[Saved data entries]
::::

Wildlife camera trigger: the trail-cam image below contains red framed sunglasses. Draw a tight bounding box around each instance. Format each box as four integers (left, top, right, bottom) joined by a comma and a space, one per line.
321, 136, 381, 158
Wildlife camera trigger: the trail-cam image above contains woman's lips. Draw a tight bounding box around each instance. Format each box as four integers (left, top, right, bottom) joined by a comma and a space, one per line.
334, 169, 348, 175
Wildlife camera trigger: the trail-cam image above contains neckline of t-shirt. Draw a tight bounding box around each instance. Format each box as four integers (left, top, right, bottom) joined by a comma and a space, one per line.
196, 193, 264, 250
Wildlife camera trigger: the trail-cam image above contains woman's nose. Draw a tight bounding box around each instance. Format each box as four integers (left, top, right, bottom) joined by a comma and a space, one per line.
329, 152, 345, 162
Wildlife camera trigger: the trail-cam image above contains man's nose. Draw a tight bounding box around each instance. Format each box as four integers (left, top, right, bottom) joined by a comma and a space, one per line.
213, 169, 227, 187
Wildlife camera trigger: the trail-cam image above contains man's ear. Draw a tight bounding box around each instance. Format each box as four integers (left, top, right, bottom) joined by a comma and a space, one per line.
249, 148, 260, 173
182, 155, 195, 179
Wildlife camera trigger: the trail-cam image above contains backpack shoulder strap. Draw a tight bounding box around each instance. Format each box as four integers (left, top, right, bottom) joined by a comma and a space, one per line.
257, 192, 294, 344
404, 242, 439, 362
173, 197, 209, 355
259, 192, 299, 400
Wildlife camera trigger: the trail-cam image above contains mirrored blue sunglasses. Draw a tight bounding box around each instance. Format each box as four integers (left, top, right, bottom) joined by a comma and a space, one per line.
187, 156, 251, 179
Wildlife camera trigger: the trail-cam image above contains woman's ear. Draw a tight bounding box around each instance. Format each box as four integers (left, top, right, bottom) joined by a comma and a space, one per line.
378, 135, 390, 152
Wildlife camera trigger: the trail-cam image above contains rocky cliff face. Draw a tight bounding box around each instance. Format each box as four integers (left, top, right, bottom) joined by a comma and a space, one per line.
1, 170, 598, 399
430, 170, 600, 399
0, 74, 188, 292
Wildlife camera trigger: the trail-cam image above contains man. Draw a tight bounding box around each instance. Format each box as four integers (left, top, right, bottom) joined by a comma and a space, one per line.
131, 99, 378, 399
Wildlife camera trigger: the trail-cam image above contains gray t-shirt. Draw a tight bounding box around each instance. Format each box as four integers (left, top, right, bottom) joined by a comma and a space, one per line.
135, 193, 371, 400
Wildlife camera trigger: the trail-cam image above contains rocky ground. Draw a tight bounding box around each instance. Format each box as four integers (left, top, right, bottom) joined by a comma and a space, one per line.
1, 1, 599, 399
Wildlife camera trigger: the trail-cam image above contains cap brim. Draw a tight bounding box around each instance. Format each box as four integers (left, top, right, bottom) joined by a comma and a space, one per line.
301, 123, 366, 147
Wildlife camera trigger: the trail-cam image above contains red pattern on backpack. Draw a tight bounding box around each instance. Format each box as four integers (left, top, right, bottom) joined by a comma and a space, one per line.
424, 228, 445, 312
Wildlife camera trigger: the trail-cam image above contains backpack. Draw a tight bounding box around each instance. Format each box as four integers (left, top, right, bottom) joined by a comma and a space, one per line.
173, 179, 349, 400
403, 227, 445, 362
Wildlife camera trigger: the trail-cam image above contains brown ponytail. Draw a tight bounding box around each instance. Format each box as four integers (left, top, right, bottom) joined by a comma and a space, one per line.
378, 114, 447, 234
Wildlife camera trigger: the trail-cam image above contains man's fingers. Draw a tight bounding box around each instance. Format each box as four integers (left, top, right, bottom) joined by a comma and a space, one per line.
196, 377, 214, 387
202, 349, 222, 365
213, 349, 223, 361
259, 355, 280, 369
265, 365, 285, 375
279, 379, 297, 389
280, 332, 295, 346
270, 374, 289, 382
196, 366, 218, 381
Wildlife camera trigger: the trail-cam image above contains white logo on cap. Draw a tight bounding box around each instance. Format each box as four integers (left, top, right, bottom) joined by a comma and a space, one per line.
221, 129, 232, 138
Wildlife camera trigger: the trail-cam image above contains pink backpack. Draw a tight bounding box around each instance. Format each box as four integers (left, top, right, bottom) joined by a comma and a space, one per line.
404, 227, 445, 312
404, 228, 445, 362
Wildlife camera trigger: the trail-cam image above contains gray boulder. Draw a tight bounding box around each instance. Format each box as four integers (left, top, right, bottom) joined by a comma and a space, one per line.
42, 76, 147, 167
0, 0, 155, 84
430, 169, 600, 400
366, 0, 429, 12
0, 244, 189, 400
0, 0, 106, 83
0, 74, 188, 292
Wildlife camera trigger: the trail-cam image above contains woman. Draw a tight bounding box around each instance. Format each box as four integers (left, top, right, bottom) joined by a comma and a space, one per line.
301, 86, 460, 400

::::

» **What is required**
Every entry must be printed again, exactly as it reads.

» **Exercise result**
Wildlife camera trigger: the trail-cam image below contains red framed sunglasses. Draw a tight bounding box around each instance. Format each box as four integers (left, top, right, bottom) joined by a comma and a space, one per line.
321, 136, 381, 158
Wildlife camera trigger: the trail-cam image above contains woman's lips. Draw a tight bounding box around each instance. Format each box as four integers (left, top, right, bottom) joined by a comma and a space, one per line.
334, 169, 348, 175
Wildlife camera trigger: the trail-cam image above contains neckline of t-shirt. Draw a tight bounding box around each instance. Format each box as four integers (left, top, right, bottom) joined by a comma and a space, one per line.
196, 193, 264, 250
Wildlife camera trigger: the trail-cam image above contains woman's nose. Draw a tight bounding box around each instance. Format each box as four integers (left, top, right, bottom) joined by a comma and a space, one per line.
329, 152, 345, 162
Wildlife camera trigger: the trail-cam image above contains man's nose. Draw a tight bounding box around each instance. Format each box as four integers (left, top, right, bottom) joined by a comma and a space, one per line.
213, 169, 227, 187
Wildlife camera trigger: the trail-cam image above contains man's ear. Draw a tight bounding box around each instance. Format each box as four integers (left, top, right, bottom) joined by a comma and a space, one per line.
249, 148, 260, 173
182, 155, 195, 179
Wildlife camera trigger: the trail-cam image above contains backpack shoulder strap. Draw a tight bounding box around each instance. Format each box as four integers (left, top, right, bottom) joined by a comma and a space, one per line.
257, 192, 294, 344
404, 242, 439, 362
173, 197, 209, 355
259, 192, 299, 400
Wildlife camera trigger: the trail-cam image above contains mirrored blue sunglasses. Draw a tight bounding box around each instance. Format each box as four integers (left, top, right, bottom) joined by a comma and a space, one per line.
187, 156, 251, 179
Wildlife camera trigger: the trail-cam image above contains woman's ear. Draw a tight bounding box around each instance. Format each box as four integers (left, top, right, bottom) joined by a comma and a space, one per line.
378, 135, 390, 152
Wildlife camera trigger: the trail-cam image above contains rocky cliff face. Draw a tight bounding box around each instance. Format each box as four integers (left, top, right, bottom) joined by a comma and a space, one per line.
1, 170, 598, 399
430, 170, 600, 399
0, 74, 188, 292
Wildlife camera trigger: the trail-cam image above contains man. Draw a tight bounding box around each instance. Format each box as four integers (left, top, right, bottom) joined by a comma and a space, one per line.
131, 99, 378, 399
Wildlife camera trigger: the trail-cam image above contains gray t-shirt. Draw a tight bounding box around each instance. Format each box as four integers (left, top, right, bottom) joined by a comma and a space, one per line.
135, 193, 371, 400
Wildlife camera trigger: the trail-cam image above contains rocky ground. Draw a tight bounding box around each instance. Format each box as four integers (left, top, right, bottom) joined by a comma and a space, one per line.
1, 1, 599, 399
Wildlife camera trigger: the trail-cam image above contains cap brim. Draw a tight bounding box around each instance. Format each box as four integers (left, top, right, bottom) joined by a comma and a space, one per line.
301, 123, 366, 147
Wildlife camera trigger: the trail-cam image above contains red pattern on backpack. Draw a tight bounding box around each instance. Format each box as four integers (left, top, right, bottom) joined by a comma and a space, one per line.
424, 228, 445, 312
Wildlife camera trigger: the trail-cam image above contains backpack. Draw a tight bounding box around each instance. Format each box as four integers (left, top, right, bottom) joined by a comma and a space, one per line.
173, 179, 349, 400
403, 227, 445, 362
Wildlife camera trigger: the trail-cam image above contains brown ponytail. Draw a tight bounding box around each instance. Format each box as four integers (left, top, right, bottom) joined by a comma and a space, one per line.
378, 114, 447, 234
Wildlife camera trigger: the trail-cam image above contains man's fingers. Draw a tight bounding box around each instance. Format each box as four integers (left, top, right, bottom) joined by a comma and a space, one per line.
196, 377, 214, 387
202, 349, 222, 365
213, 349, 223, 361
259, 355, 280, 369
265, 365, 285, 375
279, 379, 297, 389
280, 332, 295, 346
270, 374, 289, 382
196, 366, 218, 381
Wildlife camera trigger: the trail-cam image above contains white logo on cap. Draw a tight bounding box around each instance. Format each box as four integers (left, top, right, bottom) joined by a comma and a space, one per line.
221, 129, 232, 138
Wildlife camera trigger: the trail-cam image above contains pink backpack. Draw a tight bounding box around each instance. Format each box as four integers (left, top, right, bottom) joined by a comma and a space, one per line.
404, 227, 445, 312
404, 228, 445, 362
Wildlife camera trigger: the trail-cam image above contains gray boulder. Draw a tight bounding box around each instance. Format each box as four integers (left, top, right, bottom) joined by a comma and a space, one per line.
42, 76, 147, 167
0, 0, 155, 84
430, 169, 600, 400
366, 0, 429, 12
0, 244, 189, 400
0, 0, 106, 83
0, 74, 188, 292
Wildlife camera trigger: the trail-cam image above contains woman. Draw a tight bounding box around each instance. Format each box as four integers (left, top, right, bottom) joined by a comma and a space, one per line.
301, 86, 460, 400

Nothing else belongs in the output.